**Challenge:**
Can you extend the passage about the hidden swamp, picking up after its last sentence?

**Document passage:**
TRAGEDY IN MY SWAMP

By Barbara Tufty


It was only a small swamp tucked at the bottom of a hill, well hidden
behind a patch of briars. I first noticed it one early spring evening as I
walked down the road toward the river.
The evening was soft, and the woods quiet, with the ever-gossiping river
rushing toward the sea. I wasn't thinking of much, when I began hearing a
cackling of geese at the bottom of the hill. Strange, I thought, for geese
would have trouble flying around the trees. I slowed down, peering toward
the swamp.
CRACK! I stepped on a fallen branch and the "quacking" stopped. I also
stopped, expecting a rush of wings. But nothing flew. Then slowly, one by
one, the cackling started again, until the whole flock sang a chorus. I spied
through the briar patch. No geese in sight! Then I noticed splashing in the
swampy water, and ripples extending outward, as if pebbles were thrown there.

**Record extracts:**
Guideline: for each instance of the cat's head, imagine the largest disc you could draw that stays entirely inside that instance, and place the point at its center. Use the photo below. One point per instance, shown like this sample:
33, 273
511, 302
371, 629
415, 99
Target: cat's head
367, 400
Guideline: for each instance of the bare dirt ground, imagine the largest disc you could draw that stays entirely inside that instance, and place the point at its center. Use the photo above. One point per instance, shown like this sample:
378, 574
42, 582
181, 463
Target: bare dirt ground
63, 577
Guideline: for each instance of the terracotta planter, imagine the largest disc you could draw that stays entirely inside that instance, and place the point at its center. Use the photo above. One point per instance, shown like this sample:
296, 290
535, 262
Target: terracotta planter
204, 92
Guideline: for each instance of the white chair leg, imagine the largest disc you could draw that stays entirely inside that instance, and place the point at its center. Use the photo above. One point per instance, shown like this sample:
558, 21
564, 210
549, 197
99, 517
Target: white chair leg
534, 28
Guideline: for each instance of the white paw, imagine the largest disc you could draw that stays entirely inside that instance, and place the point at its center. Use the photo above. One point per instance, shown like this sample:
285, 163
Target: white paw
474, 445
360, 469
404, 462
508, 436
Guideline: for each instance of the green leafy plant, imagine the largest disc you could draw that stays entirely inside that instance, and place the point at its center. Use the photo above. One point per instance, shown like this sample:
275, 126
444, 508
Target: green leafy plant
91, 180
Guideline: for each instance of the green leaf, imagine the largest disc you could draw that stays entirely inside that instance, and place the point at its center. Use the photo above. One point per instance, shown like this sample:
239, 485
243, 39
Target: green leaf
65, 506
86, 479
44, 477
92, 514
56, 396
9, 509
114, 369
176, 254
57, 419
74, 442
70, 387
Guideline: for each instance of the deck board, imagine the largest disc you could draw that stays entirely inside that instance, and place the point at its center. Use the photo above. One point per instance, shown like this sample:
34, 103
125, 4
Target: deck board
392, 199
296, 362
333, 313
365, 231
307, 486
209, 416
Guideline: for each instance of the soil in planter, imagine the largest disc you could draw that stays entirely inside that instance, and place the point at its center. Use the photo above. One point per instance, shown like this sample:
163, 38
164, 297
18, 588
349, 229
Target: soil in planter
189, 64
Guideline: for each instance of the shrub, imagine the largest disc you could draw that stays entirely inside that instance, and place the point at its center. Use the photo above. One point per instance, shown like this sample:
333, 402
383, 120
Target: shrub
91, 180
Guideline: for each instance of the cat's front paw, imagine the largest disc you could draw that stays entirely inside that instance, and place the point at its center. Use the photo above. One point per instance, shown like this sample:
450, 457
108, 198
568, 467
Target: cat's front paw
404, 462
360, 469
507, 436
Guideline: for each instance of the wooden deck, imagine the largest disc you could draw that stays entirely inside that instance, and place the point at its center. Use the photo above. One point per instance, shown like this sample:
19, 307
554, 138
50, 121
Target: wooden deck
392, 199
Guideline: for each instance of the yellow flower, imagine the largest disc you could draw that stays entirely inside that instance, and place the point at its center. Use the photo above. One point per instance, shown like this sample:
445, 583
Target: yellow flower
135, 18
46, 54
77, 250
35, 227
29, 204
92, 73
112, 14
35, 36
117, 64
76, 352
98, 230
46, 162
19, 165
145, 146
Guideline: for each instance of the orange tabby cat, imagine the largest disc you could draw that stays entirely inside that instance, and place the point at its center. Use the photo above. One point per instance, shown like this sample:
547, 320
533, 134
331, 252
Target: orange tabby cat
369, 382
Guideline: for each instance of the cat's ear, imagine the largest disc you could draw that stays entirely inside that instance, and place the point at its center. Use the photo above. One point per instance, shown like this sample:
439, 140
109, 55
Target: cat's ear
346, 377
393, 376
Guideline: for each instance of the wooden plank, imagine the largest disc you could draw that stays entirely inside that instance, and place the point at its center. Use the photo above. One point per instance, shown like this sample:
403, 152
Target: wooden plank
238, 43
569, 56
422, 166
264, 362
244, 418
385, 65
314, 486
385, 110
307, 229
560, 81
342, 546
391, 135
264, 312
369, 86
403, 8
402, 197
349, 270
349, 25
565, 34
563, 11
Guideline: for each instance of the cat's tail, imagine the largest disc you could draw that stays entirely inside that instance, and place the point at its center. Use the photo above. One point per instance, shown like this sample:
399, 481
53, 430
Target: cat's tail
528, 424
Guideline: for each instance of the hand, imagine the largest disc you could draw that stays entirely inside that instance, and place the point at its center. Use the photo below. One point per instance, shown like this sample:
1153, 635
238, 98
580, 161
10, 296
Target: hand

**Answer:**
Suddenly I saw them wood frogs! This was their mating season, a joyous few
days in spring when they mate and lay their eggs. After the raucous
festivities, these wary amphibians become quiet for the rest of the year,
secretly blending into the nearby woodlands.
Every year I welcomed those first "quacks" of wood frogs announcing the
awakening of spring, the songbirds returning, the redbuds and dogwood
brightening the woodlands. I stopped more often now, watching a turtle creep,
or a dragonfly hover in sunlight filtering through sycamores and river
birches. Tracks of deer, raccoons, and a beaver told me about other visitors.
This swamp is a wetland, one of several kinds known as marshes, bogs, fens
—places where water and land meet and work in wondrous ways.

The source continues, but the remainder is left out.